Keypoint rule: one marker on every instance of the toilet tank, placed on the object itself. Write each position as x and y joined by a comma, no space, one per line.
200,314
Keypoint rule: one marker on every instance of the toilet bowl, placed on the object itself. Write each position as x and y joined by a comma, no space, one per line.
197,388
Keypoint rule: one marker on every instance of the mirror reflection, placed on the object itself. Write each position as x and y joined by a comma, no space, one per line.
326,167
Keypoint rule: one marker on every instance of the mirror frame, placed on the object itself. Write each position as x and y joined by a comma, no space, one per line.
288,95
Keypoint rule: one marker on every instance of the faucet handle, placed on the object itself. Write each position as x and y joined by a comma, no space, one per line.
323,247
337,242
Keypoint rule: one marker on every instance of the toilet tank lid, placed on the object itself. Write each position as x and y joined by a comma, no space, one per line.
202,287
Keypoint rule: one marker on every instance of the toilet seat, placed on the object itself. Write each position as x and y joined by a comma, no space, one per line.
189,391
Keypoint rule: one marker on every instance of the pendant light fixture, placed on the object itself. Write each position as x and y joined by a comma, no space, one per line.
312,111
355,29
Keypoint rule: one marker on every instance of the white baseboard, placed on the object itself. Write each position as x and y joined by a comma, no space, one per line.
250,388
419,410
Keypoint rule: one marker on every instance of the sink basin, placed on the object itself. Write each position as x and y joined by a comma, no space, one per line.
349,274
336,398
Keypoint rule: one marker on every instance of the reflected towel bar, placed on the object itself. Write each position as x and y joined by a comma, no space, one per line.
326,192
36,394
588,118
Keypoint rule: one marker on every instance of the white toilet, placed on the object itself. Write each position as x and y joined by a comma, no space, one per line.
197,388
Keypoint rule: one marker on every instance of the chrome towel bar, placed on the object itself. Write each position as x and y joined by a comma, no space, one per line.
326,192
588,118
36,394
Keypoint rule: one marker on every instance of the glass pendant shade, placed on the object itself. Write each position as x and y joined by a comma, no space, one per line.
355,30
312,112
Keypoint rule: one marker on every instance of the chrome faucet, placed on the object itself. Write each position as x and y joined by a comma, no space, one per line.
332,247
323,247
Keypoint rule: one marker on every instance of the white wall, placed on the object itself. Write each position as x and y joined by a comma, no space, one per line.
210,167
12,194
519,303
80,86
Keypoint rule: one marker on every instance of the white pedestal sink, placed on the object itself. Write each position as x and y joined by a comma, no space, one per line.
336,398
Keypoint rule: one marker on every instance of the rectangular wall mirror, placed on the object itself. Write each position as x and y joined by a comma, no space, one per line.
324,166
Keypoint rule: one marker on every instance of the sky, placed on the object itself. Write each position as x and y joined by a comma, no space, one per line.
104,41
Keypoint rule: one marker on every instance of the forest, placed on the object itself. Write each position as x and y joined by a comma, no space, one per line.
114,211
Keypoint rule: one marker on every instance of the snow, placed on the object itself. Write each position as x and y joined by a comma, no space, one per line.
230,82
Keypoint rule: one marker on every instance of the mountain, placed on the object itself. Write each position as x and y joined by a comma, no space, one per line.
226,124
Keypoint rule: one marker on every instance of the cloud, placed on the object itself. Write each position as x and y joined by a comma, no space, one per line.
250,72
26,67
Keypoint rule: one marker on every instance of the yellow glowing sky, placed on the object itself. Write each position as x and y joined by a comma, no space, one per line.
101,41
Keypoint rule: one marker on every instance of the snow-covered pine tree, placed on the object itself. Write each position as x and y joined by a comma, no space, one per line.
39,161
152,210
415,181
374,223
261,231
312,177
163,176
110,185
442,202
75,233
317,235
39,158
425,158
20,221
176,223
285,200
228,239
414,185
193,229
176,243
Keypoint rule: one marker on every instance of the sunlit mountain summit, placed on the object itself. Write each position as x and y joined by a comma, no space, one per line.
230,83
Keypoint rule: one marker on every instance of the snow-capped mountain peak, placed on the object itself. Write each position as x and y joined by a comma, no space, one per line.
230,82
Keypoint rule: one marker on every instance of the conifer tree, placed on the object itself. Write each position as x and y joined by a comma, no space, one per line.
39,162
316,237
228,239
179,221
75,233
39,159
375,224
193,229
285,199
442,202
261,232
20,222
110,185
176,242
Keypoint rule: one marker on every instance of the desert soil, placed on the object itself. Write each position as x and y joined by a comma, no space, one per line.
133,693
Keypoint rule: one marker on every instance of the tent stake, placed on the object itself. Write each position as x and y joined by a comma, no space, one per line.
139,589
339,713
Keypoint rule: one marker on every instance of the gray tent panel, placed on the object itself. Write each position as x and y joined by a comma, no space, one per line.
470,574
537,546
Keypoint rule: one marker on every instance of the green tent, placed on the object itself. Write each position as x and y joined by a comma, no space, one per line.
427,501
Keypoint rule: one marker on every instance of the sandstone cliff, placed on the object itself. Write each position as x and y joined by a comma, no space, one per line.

◆ ◆ ◆ ◆ ◆

> **Given request**
Transcribe the whole listing exactly.

> **Written response**
Keypoint rule: one marker on every instance of the toilet tank, placed on the object itself. Write each position as x and y joined by a comma, no space, one per line.
200,314
Keypoint rule: one marker on every instance of the toilet bowl, placed on the object itself. Write each position as x and y joined by a comma, no space, one per line.
197,388
Keypoint rule: one marker on every instance of the mirror reflection, placed on the object itself. Write each position as x and y joined by a comma, no space, one per line.
326,167
Keypoint rule: one marker on every instance of the mirror frame, placed on the object itself. Write each position as x and y joined by a comma, no space, one per line.
288,95
Keypoint rule: one marker on every instance of the faucet handle, placed on the object itself. Write each position as x and y joined by a comma, no space, one per line.
323,247
337,242
Keypoint rule: one marker on every instance of the toilet tank lid, placed on the object itself. Write each position as x and y joined by a comma, no space, one per line.
202,287
Keypoint rule: one marker on every instance of the toilet seat, placed on the object itself. Write each position as x and y joined by a comma, no space, one per line.
189,391
Keypoint rule: one marker on every instance of the pendant light fixture, placed on the object itself. Write each position as x and y joined by a comma, no space, one per line.
312,111
355,29
Keypoint rule: one marker on every instance of the white baseboard, placed on the object itself. Write each position as x and y joined by a comma, no space, one per line.
250,388
419,410
Keypoint rule: one marker on every instance of the sink basin, placed on the object itself. Write each position as x and y joined by a comma, no space, one per line.
349,274
336,398
Keypoint rule: one marker on every instance of the reflected towel bar, placed on the object itself. Write each position as x and y joined by a comma, no space, one per line.
326,192
36,394
588,118
Keypoint rule: one marker on every instance of the white toilet, placed on the object itself. Write each position as x and y joined by a comma, no space, one per line.
197,388
Keypoint rule: one marker on every instance of the chrome towel bar, placed on the object itself. Write each position as x and y joined by a comma, no space, one per line.
326,192
588,118
36,394
Keypoint rule: one marker on every instance of the glass pendant shade, placed on the object itself. Write each position as x and y joined by a comma, no space, one per line.
355,30
312,112
Keypoint rule: one marker on every instance of the chrome faucet, placed on the object itself. Write each position as x and y joined by a comma, no space, one per line.
332,247
323,247
Keypoint rule: one marker on every instance of the white wall, placed on the object itself. Write each position as x and y joined by a comma, no space, one per line.
210,167
12,194
519,303
80,86
Keypoint rule: one marker on every instance of the white pedestal sink, placed on the object itself. Write each position as x and y joined by a comma, no space, one per line.
336,398
Keypoint rule: one marker on every instance of the rectangular wall mirror, placed on the object itself. Write each position as x and y joined by a comma, no space, one per line.
324,166
Keypoint rule: one marker on every instance of the sky, placed on the object itself. Write each position as x and y joined by a comma, no space, one per line.
104,41
Keypoint rule: one marker on every instance of the forest, placed on the object itself. Write each position as x and y joined by a comma, no space, one per line.
114,211
Keypoint rule: one marker on every instance of the snow, placed on the object itself. Write each position as x and y joined by a comma, no space, one per line.
230,82
Keypoint rule: one marker on every instance of the mountain, placed on the object itself. Write each position as x and y joined by a comma, no space, one per line.
226,124
Keypoint rule: one marker on every instance of the cloud, placed on the object itself. Write each position as x and y joined by a comma, no space, one per line.
250,72
26,67
Keypoint rule: one marker on every instance of the yellow glowing sky, placed on the object itself. Write each position as x and y joined by a comma, no space, one per line.
101,41
Keypoint rule: one marker on every instance of the snow-covered pine tree, placed on the object itself. Write each position as x and y joined by a comma, no space, one per line.
39,161
152,210
415,181
374,223
261,231
312,177
163,176
110,185
442,202
75,233
317,235
39,158
425,158
20,221
176,223
285,200
228,239
414,185
193,229
176,243
Keypoint rule: one marker on every instance of the sunlit mountain summit, placed on the object itself. Write each position as x and y joined by a comma, no space, one per line.
230,83
Keypoint rule: one marker on every instance of the snow-capped mountain peak, placed on the object itself. Write each position as x and y joined by a comma, no space, one per line.
230,82
Keypoint rule: one marker on every instance of the conifer tree, placed on the object itself. Write each position as x and y joined by a comma, no space, one per line.
39,162
316,237
228,239
179,221
75,233
39,159
375,224
193,229
285,199
442,202
261,232
20,222
110,185
176,242
Keypoint rule: one marker on every instance of the desert soil, placed on the object itself. Write each position as x and y joined by a comma, no space, one per line.
133,693
Keypoint rule: one marker on every instance of the tent stake, placed on the object itself. Write each position as x and y joined by a comma, no space, one per line.
139,589
339,713
Keypoint rule: one marker on every instance of the gray tent panel, placed on the object itself. Write each position as x and y joined by a comma, no space, one per line.
470,574
537,546
Keypoint rule: one marker on every instance of the green tent, placed on the object itself. Write each position as x and y joined by a comma, no space, one per line.
427,501
Keypoint rule: one marker on every instance of the sandstone cliff, placed on the object itself. Write each position as x and y joined by a comma, no space, one per line.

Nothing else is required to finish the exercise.